• _Exercise objective_: Please render the items below as a two-column CSV with the headers item_text and answer, one row per item. Put each item's text and its answer in their own quoted fields, replace line breaks with spaces, and leave the pictures out.

--- begin Listed entries ---

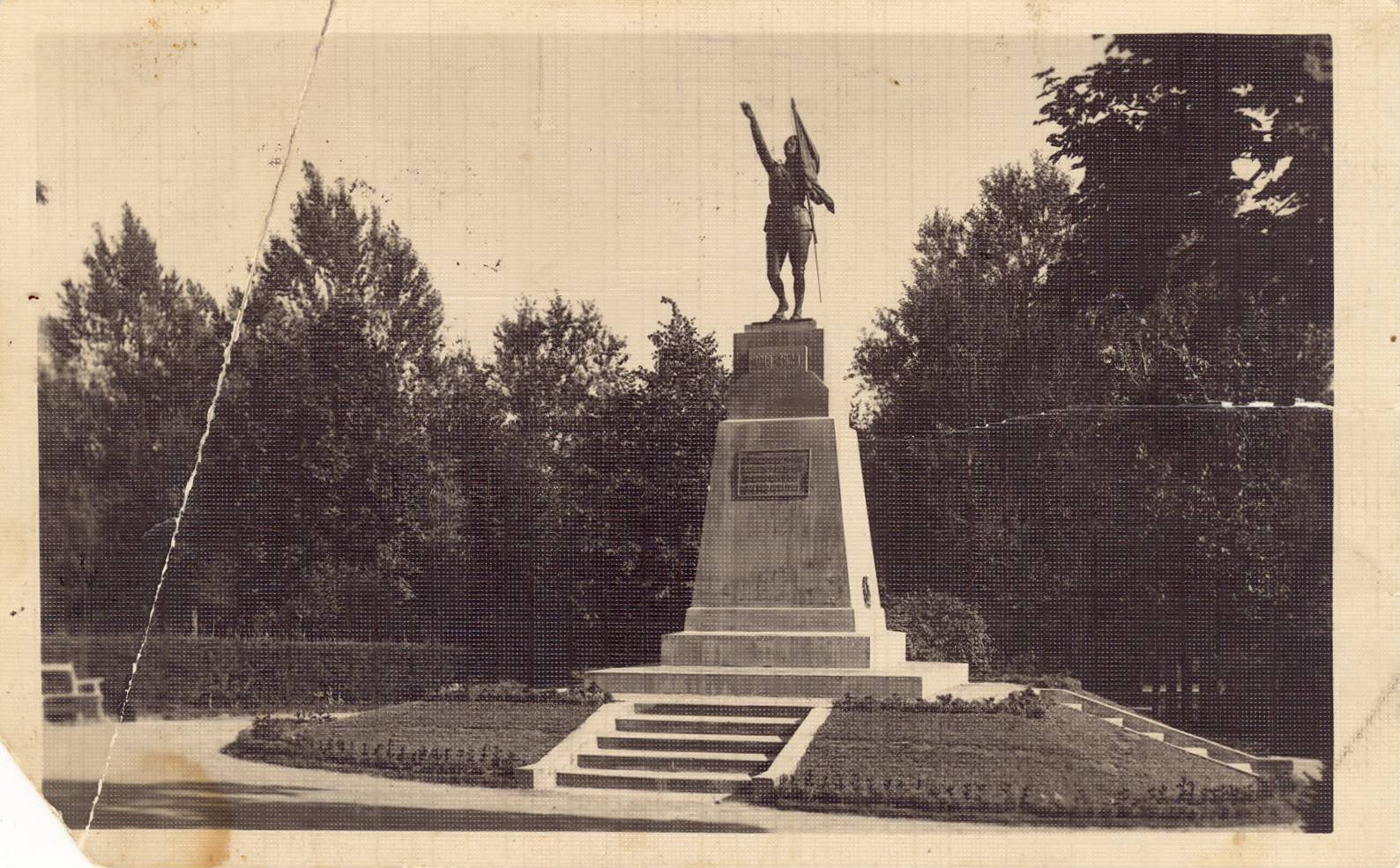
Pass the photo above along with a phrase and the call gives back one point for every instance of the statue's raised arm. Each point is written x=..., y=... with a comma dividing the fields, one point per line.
x=764, y=157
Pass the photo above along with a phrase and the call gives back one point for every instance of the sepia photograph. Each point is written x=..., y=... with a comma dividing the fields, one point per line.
x=674, y=427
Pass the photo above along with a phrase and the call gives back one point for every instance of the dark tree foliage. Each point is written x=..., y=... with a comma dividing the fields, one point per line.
x=1202, y=231
x=1213, y=140
x=323, y=501
x=130, y=366
x=1038, y=415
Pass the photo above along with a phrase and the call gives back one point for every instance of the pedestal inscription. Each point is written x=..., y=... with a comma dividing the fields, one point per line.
x=771, y=473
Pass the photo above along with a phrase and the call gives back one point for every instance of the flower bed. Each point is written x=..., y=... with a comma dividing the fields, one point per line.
x=969, y=760
x=480, y=742
x=1025, y=703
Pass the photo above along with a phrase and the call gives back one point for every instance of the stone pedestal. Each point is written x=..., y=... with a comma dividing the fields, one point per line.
x=786, y=598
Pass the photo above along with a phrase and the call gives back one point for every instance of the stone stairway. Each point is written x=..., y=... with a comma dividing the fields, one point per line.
x=676, y=745
x=1195, y=745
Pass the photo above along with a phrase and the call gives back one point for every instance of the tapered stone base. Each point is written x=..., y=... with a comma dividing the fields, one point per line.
x=909, y=679
x=787, y=649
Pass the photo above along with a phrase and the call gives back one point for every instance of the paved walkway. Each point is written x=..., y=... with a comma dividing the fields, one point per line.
x=169, y=775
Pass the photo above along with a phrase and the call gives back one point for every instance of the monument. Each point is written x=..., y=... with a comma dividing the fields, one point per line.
x=786, y=597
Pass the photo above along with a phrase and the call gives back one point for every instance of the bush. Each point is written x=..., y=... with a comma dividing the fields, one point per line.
x=1061, y=680
x=516, y=692
x=224, y=673
x=1026, y=703
x=942, y=627
x=1186, y=801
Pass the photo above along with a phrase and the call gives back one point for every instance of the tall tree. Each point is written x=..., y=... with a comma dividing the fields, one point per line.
x=325, y=454
x=122, y=392
x=556, y=373
x=1206, y=211
x=644, y=483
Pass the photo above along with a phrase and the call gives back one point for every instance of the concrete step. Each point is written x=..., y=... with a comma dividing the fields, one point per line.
x=688, y=760
x=723, y=708
x=709, y=724
x=661, y=782
x=768, y=745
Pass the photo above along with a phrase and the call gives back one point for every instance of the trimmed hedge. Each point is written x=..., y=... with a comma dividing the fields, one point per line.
x=1025, y=703
x=486, y=765
x=216, y=673
x=480, y=742
x=516, y=692
x=921, y=796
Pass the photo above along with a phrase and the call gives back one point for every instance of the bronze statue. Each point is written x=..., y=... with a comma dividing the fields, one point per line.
x=788, y=223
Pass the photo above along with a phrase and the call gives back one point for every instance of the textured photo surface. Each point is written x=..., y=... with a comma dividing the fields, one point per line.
x=661, y=430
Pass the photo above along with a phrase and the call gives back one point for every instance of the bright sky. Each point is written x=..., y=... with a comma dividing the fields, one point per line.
x=614, y=168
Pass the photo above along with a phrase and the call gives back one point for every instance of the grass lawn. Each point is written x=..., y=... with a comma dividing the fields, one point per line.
x=471, y=742
x=1063, y=766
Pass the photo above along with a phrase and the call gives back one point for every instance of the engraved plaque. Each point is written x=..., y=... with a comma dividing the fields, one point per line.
x=778, y=357
x=771, y=473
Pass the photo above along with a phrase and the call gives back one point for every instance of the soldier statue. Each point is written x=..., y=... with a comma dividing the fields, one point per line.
x=788, y=223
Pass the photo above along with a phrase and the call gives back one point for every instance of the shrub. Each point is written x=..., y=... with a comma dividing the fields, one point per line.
x=942, y=627
x=516, y=692
x=1026, y=703
x=1061, y=680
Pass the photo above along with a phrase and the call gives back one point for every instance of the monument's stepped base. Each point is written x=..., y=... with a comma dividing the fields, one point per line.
x=668, y=744
x=907, y=679
x=786, y=613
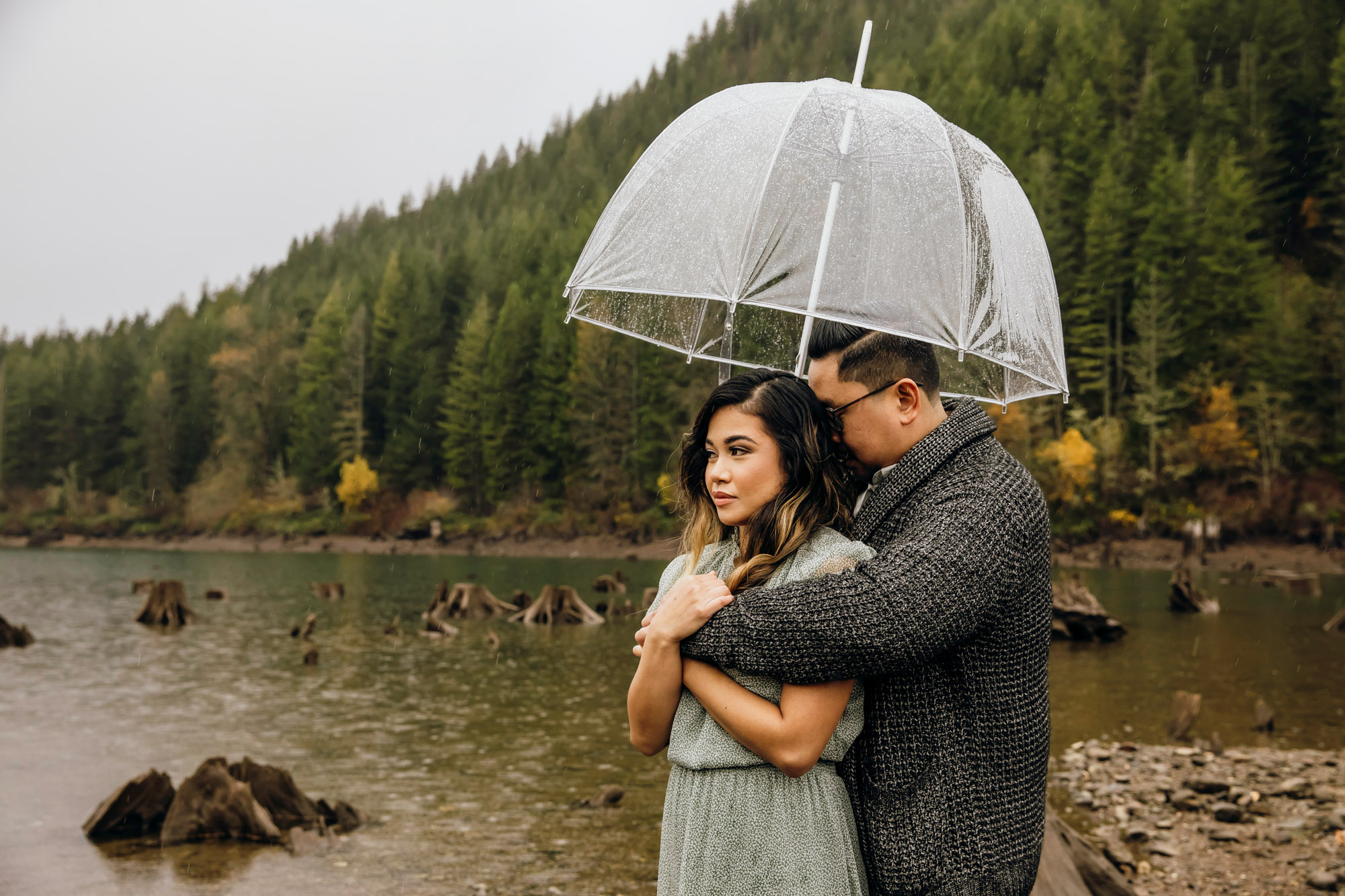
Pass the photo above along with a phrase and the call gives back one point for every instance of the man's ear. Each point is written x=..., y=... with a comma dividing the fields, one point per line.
x=910, y=401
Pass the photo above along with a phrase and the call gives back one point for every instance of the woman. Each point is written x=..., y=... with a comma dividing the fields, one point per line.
x=754, y=799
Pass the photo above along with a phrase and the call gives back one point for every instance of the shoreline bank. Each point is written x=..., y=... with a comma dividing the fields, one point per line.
x=1141, y=553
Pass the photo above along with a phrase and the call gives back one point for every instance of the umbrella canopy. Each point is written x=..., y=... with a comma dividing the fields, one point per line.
x=767, y=205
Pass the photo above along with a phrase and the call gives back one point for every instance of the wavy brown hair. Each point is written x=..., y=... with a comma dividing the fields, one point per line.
x=816, y=487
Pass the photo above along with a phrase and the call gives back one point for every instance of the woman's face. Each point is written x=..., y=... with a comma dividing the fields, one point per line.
x=743, y=466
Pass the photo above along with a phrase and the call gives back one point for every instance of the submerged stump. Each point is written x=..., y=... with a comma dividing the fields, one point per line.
x=14, y=635
x=559, y=606
x=137, y=809
x=1184, y=598
x=166, y=606
x=213, y=805
x=465, y=600
x=1078, y=615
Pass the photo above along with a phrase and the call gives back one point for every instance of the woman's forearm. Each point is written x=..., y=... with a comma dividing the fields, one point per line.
x=790, y=736
x=654, y=694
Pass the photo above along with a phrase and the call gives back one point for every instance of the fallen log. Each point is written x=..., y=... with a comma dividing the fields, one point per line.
x=166, y=606
x=559, y=606
x=14, y=635
x=137, y=809
x=305, y=631
x=328, y=589
x=1291, y=581
x=1338, y=622
x=1184, y=598
x=1184, y=713
x=213, y=805
x=1078, y=615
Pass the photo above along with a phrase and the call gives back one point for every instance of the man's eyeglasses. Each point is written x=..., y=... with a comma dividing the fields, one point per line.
x=836, y=412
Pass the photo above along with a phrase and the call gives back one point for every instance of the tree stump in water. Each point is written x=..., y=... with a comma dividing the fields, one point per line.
x=1336, y=623
x=622, y=610
x=465, y=600
x=166, y=606
x=1265, y=716
x=278, y=792
x=328, y=589
x=306, y=630
x=1186, y=710
x=1078, y=615
x=14, y=635
x=212, y=805
x=1073, y=866
x=609, y=584
x=137, y=809
x=559, y=606
x=1184, y=598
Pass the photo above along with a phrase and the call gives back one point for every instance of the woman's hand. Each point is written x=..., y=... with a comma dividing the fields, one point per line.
x=688, y=606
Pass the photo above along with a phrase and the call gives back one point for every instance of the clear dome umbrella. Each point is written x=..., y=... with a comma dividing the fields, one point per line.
x=767, y=206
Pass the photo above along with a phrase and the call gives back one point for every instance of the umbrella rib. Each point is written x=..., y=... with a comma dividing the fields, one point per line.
x=770, y=170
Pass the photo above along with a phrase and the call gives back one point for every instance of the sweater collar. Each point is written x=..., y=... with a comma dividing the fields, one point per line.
x=966, y=423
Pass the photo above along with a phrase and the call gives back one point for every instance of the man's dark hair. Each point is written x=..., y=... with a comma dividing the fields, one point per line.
x=875, y=358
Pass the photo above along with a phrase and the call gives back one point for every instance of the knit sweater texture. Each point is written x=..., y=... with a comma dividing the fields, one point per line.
x=950, y=627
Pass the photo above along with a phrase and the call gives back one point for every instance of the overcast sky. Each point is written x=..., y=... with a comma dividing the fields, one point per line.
x=149, y=146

--- end Listed entries ---

• _Solution_:
item_text,answer
"Pass the photo above along with a phrase and the call gives back one point for every instance of the statue's raised arm. Each point is written x=..., y=... with a comma dividing the fields, one point per line.","x=764, y=157"
"Pass the photo above along with a phrase and the call gives back one point for every instance of the sepia photograph. Each point is written x=..., y=... with a comma dividing the fields, one point per line.","x=674, y=427"
"Pass the photo above along with a phrase and the call gives back one point for every instance of the dark tree foliage. Each point is written x=..., y=... with a comma dividing the fields, one point per line.","x=1202, y=231 x=1213, y=140 x=323, y=501 x=130, y=366 x=1038, y=415"
"Pass the photo above along with a phrase and the call gives back one point for every instance of the pedestal inscription. Each point is written x=..., y=... with a comma dividing the fields, one point per line.","x=771, y=473"
"Pass the photo above along with a phrase and the call gives back one point for every instance of the flower bed. Each point is written x=..., y=... with a comma dividing the fields, one point per line.","x=969, y=760 x=480, y=742 x=1025, y=703"
"Pass the photo above along with a phrase and the call gives back one point for every instance of the stone pedestal. Each point is written x=..., y=... with a comma dividing the fields, one point per line.","x=786, y=598"
"Pass the photo above along with a phrase and the call gives back one point for every instance of the stone stairway. Each point is written x=..., y=... with a comma dividing the fields, one point per line.","x=676, y=745 x=1195, y=745"
"Pass the photo above along with a phrase and the call gives back one point for every instance of the tapered stone base. Each point is written x=..., y=... with a comma dividing the fields, one point per line.","x=909, y=679 x=787, y=649"
"Pass the photo above along with a phrase and the call gives back one point for every instance of the paved walkway. Each point is written x=..., y=... with a comma dividing the fields, one point per line.","x=169, y=775"
"Pass the photo above along with a phrase and the call gives back one point for every instance of the monument. Each point is written x=..., y=... with a comma dividing the fields, one point per line.","x=786, y=597"
"Pass the photo above along with a phrase and the call gives back one point for every instance of the bush. Each point is written x=..., y=... with a comma dividing the fields, one point per line.","x=1061, y=680 x=516, y=692 x=224, y=673 x=1026, y=703 x=942, y=627 x=1186, y=801"
"Pass the photo above along with a phrase and the call gives back one point for every instance of the tall tree. Each point is written x=..., y=... with a comma dividing the fields, one point per line.","x=325, y=454 x=122, y=392 x=556, y=373 x=1206, y=211 x=644, y=483"
"Pass the photo above along with a phrase and the call gives back one point for every instance of the concrete step. Each point is written x=..., y=... with a comma dividing the fields, one point per line.","x=688, y=760 x=723, y=708 x=709, y=724 x=661, y=782 x=768, y=745"
"Pass the photo above along with a phrase and the call gives back one point for every instance of the trimmed hedge. Each point is written x=..., y=... with a comma dividing the fields, one point per line.","x=1025, y=703 x=486, y=765 x=216, y=673 x=480, y=742 x=516, y=692 x=921, y=796"
"Pass the photo above along with a phrase and the call gives back one point for every instance of the bronze statue. Each point is written x=..., y=... with a comma dividing the fields, one point per line.","x=788, y=223"
"Pass the photo above along with a phrase and the call gives back one point for every instance of the textured photo surface. Each point is written x=..., y=... with a comma dividing the fields, one point per line.","x=661, y=430"
"Pass the photo above along with a phrase and the call gives back one point for every instance of the bright sky. Each point is written x=..., y=... with a comma dividing the fields, one point per line.","x=614, y=168"
"Pass the photo above along with a phrase and the call gives back one point for every instance of the grass lawn. Each point is written x=..., y=... with a comma dividing the fields, one point per line.","x=471, y=742 x=1063, y=766"
"Pass the photo above along with a phrase and the call gives back one point for every instance of the engraved plaque. Each point is written x=..., y=... with a comma dividing the fields, one point per line.","x=778, y=357 x=771, y=473"
"Pass the photo above along with a phrase and the call gives back one point for every instance of the soldier statue. Each point is written x=..., y=... with a comma dividing the fields, one point per line.","x=788, y=223"
"Pass the photo above along with a phrase and the call gives back one point for every instance of the shrub. Each point is written x=..., y=... with a comma dividing the fields, one point per line.","x=942, y=627 x=516, y=692 x=1026, y=703 x=1061, y=680"
"Pass the photo above along with a phrase and the call gives back one point for every instance of the monument's stepped base. Each point is written x=..., y=... with a comma dividing the fields, one point per line.","x=668, y=744 x=907, y=679 x=786, y=613"
"Pass the photo above along with a phrase and the call gives back one point for every instance of the man's ear. Each point is written x=..., y=... with a comma dividing the fields, one point per line.","x=910, y=401"
"Pass the photo above along with a phrase and the call gives back one point for every instance of the woman. Each point is written x=..., y=... with a comma dividing the fields, one point per line.","x=754, y=799"
"Pass the photo above along with a phrase and the call gives back one point for every instance of the shoreline bank. Each point is written x=..., y=... with a comma dividing the fields, one point per line.","x=1141, y=553"
"Pass the photo above along with a phrase and the call gives back one point for every instance of the umbrella canopy. Each point is written x=..., y=... with a comma dividing the fields, one point per line.","x=767, y=205"
"Pass the photo above along with a phrase and the call gives back one point for every instance of the wavy brown hair. Each point is written x=..., y=... with a comma dividing the fields, one point per line.","x=816, y=487"
"Pass the photo above along with a phrase and the call gives back one point for every instance of the woman's face. Each point is written x=..., y=... with a comma dividing the fields, one point per line.","x=743, y=466"
"Pass the photo above along with a phrase and the call gives back one point for every instance of the submerged stump. Each point is written x=..., y=... with a comma dividing the fields, one point per line.","x=14, y=635 x=559, y=606 x=137, y=809 x=1184, y=598 x=166, y=606 x=213, y=805 x=465, y=600 x=1078, y=615"
"Pass the photo above along with a phrase and the call gives back one point for every instance of the woman's forearm. Each point is written x=..., y=... with a comma dividing the fields, one point per line.","x=790, y=736 x=654, y=694"
"Pass the photo above along with a phrase and the call gives back one point for every instance of the fallen log. Each point is written x=..., y=... with a comma dividing the fields, one point per line.","x=166, y=606 x=559, y=606 x=14, y=635 x=137, y=809 x=305, y=631 x=328, y=589 x=1291, y=581 x=1338, y=622 x=1184, y=598 x=1184, y=713 x=213, y=805 x=1078, y=615"
"Pass the photo above along with a phrase and the call gives back one point for every instance of the man's eyeglasses. Each point is written x=..., y=... with a comma dividing the fields, one point per line.","x=836, y=412"
"Pass the photo above along with a phrase and the call gives back one point for every instance of the tree stump in water. Each point is written x=..., y=... with a comma dividing the fields, one point per line.","x=1336, y=623 x=622, y=610 x=465, y=600 x=166, y=606 x=1265, y=716 x=278, y=792 x=328, y=589 x=306, y=630 x=1186, y=710 x=1078, y=615 x=14, y=635 x=212, y=805 x=1073, y=866 x=609, y=584 x=137, y=809 x=559, y=606 x=1184, y=598"
"Pass the photo above along with a phrase and the call gives back one point for every instance of the woman's hand. Each point is written x=..., y=... with a comma dividing the fields, one point per line.","x=688, y=606"
"Pass the photo above along with a phrase and the call gives back one point for every instance of the clear dome umbrella. Each point is written x=..., y=... with a comma dividing the fields, one point per line.","x=767, y=206"
"Pass the photo above along with a phrase and the call gives back one point for every instance of the umbrella rib. Each point is written x=..., y=... with a comma dividing the fields, one point per line.","x=770, y=170"
"Pass the photo above along with a phrase and the call gives back one point for every instance of the sweater collar. Each point is written x=..., y=... with a comma dividing the fields, one point per line.","x=966, y=423"
"Pass the photo above along with a phrase and the call gives back one point for every instance of the man's dark hair. Each point is written x=..., y=... with a comma dividing the fields, one point per line.","x=875, y=358"
"Pass the photo above along with a phrase and the call gives back one point for every instance of the knit sweater texture. Each point is written x=..., y=... with a comma dividing the fields, one point per line.","x=950, y=627"
"Pass the photo above along with a phrase and the call gives back one point for every instance of the overcast sky. Each point is written x=..., y=... with a comma dividing the fields, one point per line.","x=149, y=146"